= WHAT THE TASK REQUIRES =
Look below for the lines from the one with "Target: screen frame" to the one with "the white flank", and copy exactly those lines, both ends included.

Region pointing data

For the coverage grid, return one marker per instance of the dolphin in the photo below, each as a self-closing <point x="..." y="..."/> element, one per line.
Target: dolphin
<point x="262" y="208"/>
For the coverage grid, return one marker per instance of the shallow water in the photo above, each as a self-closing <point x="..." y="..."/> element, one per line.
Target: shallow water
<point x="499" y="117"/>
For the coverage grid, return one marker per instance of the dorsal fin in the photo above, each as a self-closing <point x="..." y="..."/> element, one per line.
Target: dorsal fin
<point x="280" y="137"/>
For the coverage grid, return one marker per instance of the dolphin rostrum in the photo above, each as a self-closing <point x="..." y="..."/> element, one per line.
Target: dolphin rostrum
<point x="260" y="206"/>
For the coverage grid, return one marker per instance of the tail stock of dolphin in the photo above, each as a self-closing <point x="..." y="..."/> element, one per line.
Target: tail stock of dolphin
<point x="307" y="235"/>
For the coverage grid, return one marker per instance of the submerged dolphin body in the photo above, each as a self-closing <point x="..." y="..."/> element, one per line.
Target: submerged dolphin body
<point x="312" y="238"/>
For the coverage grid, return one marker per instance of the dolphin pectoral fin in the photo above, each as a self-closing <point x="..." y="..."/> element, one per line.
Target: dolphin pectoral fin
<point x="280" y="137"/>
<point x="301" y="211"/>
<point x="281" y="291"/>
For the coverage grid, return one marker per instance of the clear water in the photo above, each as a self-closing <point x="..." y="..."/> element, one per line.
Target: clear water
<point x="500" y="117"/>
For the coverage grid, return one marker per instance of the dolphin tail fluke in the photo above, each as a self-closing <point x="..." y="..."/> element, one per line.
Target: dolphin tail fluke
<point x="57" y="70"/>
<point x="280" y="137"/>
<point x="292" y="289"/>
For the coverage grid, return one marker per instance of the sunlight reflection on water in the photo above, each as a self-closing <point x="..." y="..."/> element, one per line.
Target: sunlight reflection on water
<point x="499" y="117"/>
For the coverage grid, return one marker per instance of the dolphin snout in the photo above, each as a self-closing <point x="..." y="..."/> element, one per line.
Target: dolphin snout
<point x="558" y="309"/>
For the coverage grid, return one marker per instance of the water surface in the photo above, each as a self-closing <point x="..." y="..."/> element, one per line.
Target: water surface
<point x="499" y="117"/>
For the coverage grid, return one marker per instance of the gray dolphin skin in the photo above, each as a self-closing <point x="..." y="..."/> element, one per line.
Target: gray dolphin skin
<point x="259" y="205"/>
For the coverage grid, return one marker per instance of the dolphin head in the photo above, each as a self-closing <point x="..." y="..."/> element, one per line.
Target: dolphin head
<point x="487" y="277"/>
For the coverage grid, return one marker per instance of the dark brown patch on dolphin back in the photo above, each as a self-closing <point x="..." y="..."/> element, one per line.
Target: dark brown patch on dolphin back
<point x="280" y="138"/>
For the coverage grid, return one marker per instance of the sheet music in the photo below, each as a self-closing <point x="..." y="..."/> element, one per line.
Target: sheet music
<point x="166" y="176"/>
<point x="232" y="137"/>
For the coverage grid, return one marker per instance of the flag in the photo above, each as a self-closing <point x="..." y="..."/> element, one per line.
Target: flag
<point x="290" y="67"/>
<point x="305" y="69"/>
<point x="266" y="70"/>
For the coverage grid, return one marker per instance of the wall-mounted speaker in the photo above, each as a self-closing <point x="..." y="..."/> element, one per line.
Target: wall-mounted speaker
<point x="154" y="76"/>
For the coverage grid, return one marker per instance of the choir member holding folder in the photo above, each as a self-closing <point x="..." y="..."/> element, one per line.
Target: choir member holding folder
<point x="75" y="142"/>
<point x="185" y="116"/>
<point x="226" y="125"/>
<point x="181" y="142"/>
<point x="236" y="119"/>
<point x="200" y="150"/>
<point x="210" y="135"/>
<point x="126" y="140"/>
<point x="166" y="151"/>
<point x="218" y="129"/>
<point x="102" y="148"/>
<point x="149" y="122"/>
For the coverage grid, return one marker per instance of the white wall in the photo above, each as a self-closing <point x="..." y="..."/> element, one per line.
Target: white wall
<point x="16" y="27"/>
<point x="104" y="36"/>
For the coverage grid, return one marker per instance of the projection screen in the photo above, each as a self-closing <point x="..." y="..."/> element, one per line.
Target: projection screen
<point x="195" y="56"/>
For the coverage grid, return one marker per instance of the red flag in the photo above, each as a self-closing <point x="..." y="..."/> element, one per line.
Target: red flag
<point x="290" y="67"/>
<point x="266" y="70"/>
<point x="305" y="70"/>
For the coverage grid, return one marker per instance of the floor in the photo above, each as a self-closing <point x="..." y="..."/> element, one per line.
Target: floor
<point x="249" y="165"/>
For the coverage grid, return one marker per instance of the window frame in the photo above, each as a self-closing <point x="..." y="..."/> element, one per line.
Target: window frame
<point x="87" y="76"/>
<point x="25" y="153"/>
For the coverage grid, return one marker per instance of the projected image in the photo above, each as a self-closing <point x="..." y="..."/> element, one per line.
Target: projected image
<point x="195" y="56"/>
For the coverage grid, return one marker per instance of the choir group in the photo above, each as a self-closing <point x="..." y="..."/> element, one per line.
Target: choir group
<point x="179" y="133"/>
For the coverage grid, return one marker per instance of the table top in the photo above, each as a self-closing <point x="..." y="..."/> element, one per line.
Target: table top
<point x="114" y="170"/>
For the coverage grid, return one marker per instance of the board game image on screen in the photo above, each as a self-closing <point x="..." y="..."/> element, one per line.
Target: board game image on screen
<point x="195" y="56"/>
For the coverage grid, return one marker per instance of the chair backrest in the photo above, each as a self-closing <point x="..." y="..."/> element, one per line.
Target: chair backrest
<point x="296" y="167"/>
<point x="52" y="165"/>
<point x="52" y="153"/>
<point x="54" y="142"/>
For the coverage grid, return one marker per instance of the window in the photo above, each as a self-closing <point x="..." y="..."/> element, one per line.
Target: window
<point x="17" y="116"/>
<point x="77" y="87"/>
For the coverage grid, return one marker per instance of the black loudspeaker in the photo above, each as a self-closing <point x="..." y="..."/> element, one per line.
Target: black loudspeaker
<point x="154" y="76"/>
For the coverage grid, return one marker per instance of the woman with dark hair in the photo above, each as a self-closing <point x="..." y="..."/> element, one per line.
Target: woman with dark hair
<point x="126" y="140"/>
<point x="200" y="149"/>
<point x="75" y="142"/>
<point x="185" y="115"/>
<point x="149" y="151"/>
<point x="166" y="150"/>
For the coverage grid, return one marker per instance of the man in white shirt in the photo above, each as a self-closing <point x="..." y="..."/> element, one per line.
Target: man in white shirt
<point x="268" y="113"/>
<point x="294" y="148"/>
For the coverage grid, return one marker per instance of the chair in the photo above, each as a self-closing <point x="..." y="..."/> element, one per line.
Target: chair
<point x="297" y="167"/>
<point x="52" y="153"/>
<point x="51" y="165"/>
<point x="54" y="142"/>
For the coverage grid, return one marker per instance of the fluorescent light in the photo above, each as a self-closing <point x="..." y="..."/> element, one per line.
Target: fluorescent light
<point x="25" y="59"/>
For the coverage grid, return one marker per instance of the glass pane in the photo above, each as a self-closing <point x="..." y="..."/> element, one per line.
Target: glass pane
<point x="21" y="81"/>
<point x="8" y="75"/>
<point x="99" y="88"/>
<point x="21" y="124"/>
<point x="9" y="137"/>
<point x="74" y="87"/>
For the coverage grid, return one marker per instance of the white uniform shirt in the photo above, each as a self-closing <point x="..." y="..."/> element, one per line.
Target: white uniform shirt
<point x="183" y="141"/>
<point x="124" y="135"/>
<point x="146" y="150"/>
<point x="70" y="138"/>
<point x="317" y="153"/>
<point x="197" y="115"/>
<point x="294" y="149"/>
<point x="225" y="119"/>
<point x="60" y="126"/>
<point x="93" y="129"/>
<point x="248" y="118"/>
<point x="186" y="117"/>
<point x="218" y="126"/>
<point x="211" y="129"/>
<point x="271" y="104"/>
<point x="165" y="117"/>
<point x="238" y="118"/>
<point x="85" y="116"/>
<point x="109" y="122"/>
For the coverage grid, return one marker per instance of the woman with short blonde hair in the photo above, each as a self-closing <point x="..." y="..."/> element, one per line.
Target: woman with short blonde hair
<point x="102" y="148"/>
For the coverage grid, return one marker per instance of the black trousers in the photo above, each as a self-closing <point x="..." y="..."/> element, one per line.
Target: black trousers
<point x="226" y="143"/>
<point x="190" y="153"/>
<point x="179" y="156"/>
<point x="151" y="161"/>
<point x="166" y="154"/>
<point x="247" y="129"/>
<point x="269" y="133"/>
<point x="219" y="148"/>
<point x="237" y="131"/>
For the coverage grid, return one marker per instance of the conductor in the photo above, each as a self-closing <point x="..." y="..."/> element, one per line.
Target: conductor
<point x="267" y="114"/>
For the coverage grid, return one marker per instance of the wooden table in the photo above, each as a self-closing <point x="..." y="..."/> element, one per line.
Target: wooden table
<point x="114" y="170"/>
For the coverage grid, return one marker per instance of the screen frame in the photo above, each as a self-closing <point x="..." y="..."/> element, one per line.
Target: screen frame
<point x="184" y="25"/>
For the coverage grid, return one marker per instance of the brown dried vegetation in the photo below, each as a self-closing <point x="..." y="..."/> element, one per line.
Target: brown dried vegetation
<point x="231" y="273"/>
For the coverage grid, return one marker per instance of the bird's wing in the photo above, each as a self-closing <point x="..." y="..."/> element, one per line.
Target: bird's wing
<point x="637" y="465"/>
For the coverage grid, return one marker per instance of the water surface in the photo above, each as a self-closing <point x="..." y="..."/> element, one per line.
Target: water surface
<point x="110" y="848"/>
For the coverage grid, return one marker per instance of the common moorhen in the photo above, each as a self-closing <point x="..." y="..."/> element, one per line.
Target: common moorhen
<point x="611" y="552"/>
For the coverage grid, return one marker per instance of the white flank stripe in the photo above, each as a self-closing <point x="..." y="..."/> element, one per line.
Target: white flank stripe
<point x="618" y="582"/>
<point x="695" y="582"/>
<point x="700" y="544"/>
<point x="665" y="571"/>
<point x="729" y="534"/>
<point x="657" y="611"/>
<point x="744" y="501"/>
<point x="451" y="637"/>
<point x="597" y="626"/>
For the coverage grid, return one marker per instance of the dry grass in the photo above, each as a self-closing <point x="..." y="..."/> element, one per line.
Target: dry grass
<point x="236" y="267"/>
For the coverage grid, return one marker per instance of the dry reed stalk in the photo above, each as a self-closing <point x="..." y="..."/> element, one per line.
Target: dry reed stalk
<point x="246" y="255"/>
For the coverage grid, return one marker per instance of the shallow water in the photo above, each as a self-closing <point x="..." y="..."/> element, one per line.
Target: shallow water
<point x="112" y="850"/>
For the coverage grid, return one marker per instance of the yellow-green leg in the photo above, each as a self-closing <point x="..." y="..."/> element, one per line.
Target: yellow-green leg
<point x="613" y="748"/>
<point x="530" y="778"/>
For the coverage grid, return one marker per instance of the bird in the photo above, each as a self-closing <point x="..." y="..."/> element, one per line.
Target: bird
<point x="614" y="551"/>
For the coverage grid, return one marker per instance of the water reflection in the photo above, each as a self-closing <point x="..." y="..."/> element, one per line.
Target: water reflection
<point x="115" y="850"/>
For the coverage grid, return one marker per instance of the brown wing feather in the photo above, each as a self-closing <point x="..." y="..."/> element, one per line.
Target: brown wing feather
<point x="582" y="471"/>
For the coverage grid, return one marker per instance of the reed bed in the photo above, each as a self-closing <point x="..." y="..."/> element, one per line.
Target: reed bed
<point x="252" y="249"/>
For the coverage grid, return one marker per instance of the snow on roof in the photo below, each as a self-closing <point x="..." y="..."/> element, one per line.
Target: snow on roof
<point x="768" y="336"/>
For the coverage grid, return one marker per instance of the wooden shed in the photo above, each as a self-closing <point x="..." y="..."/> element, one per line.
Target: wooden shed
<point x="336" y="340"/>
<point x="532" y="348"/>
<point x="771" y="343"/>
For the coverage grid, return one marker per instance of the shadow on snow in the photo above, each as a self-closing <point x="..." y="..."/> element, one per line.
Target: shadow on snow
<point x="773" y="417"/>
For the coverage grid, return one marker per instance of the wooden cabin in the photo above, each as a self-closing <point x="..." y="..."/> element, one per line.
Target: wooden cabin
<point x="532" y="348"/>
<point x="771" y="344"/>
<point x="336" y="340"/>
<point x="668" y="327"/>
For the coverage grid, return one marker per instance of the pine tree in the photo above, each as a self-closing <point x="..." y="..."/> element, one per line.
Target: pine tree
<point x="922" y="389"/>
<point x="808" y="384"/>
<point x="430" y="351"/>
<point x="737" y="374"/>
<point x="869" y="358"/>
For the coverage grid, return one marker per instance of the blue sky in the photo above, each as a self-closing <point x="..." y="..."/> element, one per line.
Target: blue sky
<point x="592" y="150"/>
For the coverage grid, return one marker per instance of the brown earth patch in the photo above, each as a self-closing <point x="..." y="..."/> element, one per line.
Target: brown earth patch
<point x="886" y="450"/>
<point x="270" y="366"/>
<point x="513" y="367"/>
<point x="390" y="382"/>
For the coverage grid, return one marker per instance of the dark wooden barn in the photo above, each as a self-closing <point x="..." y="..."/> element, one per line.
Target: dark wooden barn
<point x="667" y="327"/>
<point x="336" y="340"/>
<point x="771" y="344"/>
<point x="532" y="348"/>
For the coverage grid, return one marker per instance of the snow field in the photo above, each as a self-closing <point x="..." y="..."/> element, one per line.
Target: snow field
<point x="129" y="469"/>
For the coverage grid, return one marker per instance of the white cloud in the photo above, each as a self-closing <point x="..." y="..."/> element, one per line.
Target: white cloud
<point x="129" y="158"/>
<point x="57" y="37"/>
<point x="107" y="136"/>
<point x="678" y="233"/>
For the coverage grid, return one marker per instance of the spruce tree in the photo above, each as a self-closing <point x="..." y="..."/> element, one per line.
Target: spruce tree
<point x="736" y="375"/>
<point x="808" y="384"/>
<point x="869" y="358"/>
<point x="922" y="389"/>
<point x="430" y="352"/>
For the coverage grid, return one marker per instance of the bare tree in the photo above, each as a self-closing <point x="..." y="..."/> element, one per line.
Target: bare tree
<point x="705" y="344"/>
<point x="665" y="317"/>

= TASK ANSWER =
Target: screen frame
<point x="184" y="25"/>
For the coverage grid, return one marker per instance of the brown dried vegetation in the photo below, each as a self-closing <point x="..." y="..."/> element, one per line.
Target: brown dried vegetation
<point x="231" y="273"/>
For the coverage grid, return one marker per instance of the bird's wing in the photo above, each as a self-closing <point x="..." y="..."/> element, one per line.
Target: bird's wing
<point x="637" y="465"/>
For the coverage grid, return one marker per instance of the water surface in the photo above, each as a self-closing <point x="..." y="..."/> element, one per line.
Target: water surface
<point x="110" y="848"/>
For the coverage grid, return one marker per instance of the common moorhen in the photo above, each as a self-closing <point x="..." y="..."/> element, one per line.
Target: common moorhen
<point x="611" y="552"/>
For the coverage grid, return one marker per instance of the white flank stripe in the photo above, each as a self-closing <point x="..." y="..."/> element, one per line.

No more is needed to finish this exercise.